EXTRAIT CHOISI ::
==================================================

Le Royaume-Uni et le Canada ont assorti leur reconnaissance d’un État palestinien de conditions, sans toutefois imposer d’embargo sur les armes.
Source : Schuyler Mitchell, Truthout
Traduit par les lecteurs du site Les-Crises
- Un homme brandit les drapeaux algérien (à gauche), libanais (en haut) et palestinien lors d’une manifestation pro-palestinienne contre les agissements d’Israël et pour dénoncer la famine qui sévit dans la bande de Gaza, ainsi que pour accueillir les militants libérés du navire Handala de la flottille de la liberté, place de la République à Paris, France, le 29 juillet 2025. BERTRAND GUAY / AFP via Getty Images
L’annonce par le Premier ministre britannique Keir Starmer, le 29 juillet, de la reconnaissance officielle par le Royaume-Uni d’un État palestinien a été un moment d’une stupéfiante limpidité, mais pas sur le plan moral. Cette déclaration était en effet assortie d’une réserve de taille : le Royaume-Uni ne donnera suite à son initiative qu’en septembre et seulement si Israël ne parvient pas à conclure un cessez-le-feu avec le Hamas. Peu importe que les Palestiniens réclament le droit à l’autodétermination depuis des décennies ; il a fallu qu’Israël commette un génocide et provoque une crise alimentaire à Gaza pour que le Royaume-Uni reconnaisse que, peut-être, les Palestiniens méritent eux aussi un siège aux Nations unies. Comment mieux illustrer la nature arbitraire des frontières – et l’héritage d’Israël en tant que projet colonial britannique – qu’une puissance occidentale brandissant la promesse d’un État comme monnaie d’échange politique ?
L’annonce de Starmer intervient dans la foulée de la promesse plus franche de la France de reconnaître l’État palestinien, ce qui en ferait la première nation du G7 à le faire. « Cette reconnaissance, décision majeure de la France, est aussi un signal », a déclaré Jean-Noël Barrot, ministre français des affaires étrangères, lors d’un sommet des Nations unies le 28 juillet. « C’est un appel au gouvernement israélien. Ecoutez l’indignation qui monte dans le monde. Saisissez la main qui vous est tendue pour sortir de cette impasse. Ouvrez les yeux sur les aspirations de vos voisins à vivre en paix et en sécurité à vos côtés. Proclamez un cessez-le-feu. Levez le blocus humanitaire imposé à Gaza. » À la différence du choix du Royaume-Uni, celui de la France ne dépend pas de négociations avec Israël.

==================================================

DONNÉES EXTRAITES ::
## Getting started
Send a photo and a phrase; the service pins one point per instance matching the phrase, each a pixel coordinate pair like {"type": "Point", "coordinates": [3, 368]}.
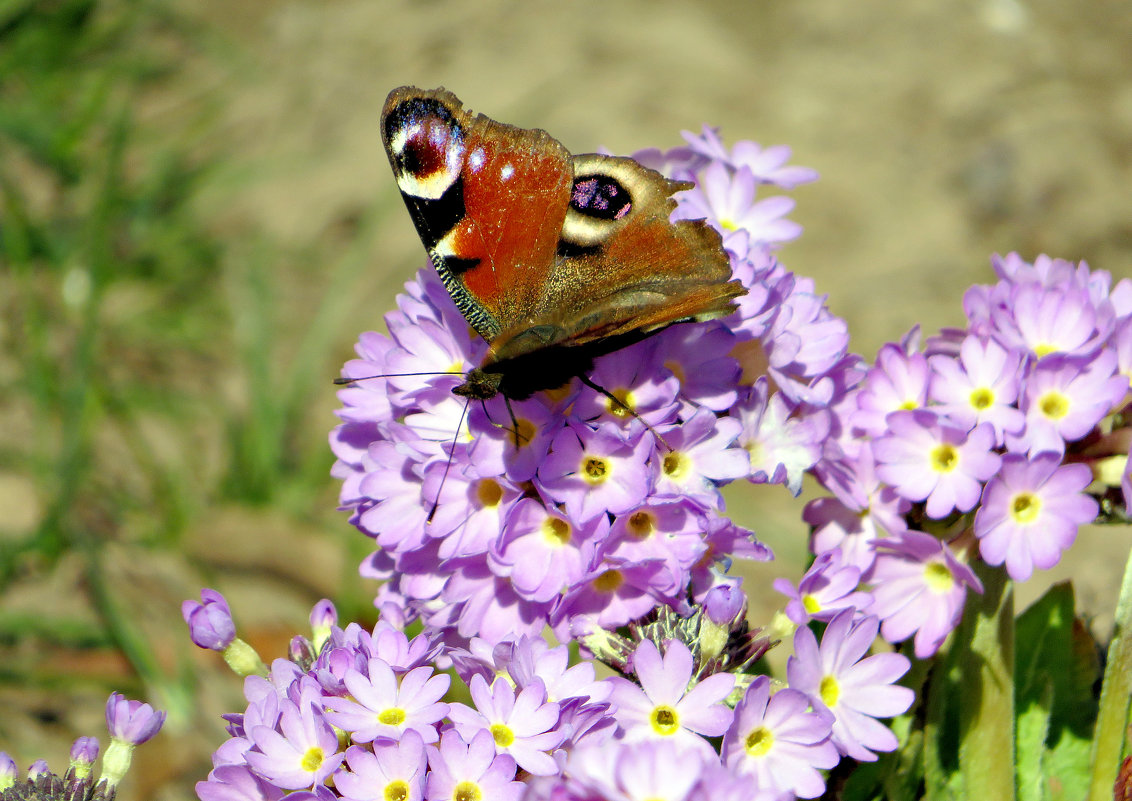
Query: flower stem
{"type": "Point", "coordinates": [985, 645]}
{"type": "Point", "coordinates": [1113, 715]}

==================================================

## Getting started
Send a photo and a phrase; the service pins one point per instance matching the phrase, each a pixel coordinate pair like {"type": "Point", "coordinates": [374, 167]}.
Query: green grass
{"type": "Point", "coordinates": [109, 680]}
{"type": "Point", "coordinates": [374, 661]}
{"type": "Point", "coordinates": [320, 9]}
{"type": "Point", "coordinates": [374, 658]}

==================================================

CONSIGNE ÉCRITE 1 :: D'après l'extrait choisi, à quel moment et sous quelle condition le Royaume-Uni donnera-t-il suite à sa reconnaissance d'un État palestinien ?
CONSIGNE ÉCRITE 2 :: Présentez sous forme de liste le paragraphe de l'extrait choisi qui commence par « L’annonce de Starmer intervient », en conservant ses faits principaux.
Ce travail se fait sans recourir aux lignes.

RÉPONSE 1 :: En septembre, et seulement si Israël ne parvient pas à conclure un cessez-le-feu avec le Hamas.

RÉPONSE 2 ::
- L'annonce de Starmer suit la promesse plus franche de la France de reconnaître l'État palestinien. La France deviendrait ainsi la première nation du G7 à le faire.
- Le 28 juillet, lors d'un sommet des Nations unies, Jean-Noël Barrot, ministre français des affaires étrangères, a qualifié cette reconnaissance de décision majeure et de signal.
- Il l'a présentée comme un appel au gouvernement israélien :
  - écouter l'indignation mondiale ;
  - saisir la main tendue ;
  - voir les aspirations de ses voisins à vivre en paix et en sécurité ;
  - proclamer un cessez-le-feu ;
  - lever le blocus humanitaire imposé à Gaza.
- À la différence de celle du Royaume-Uni, la décision de la France ne dépend pas de négociations avec Israël.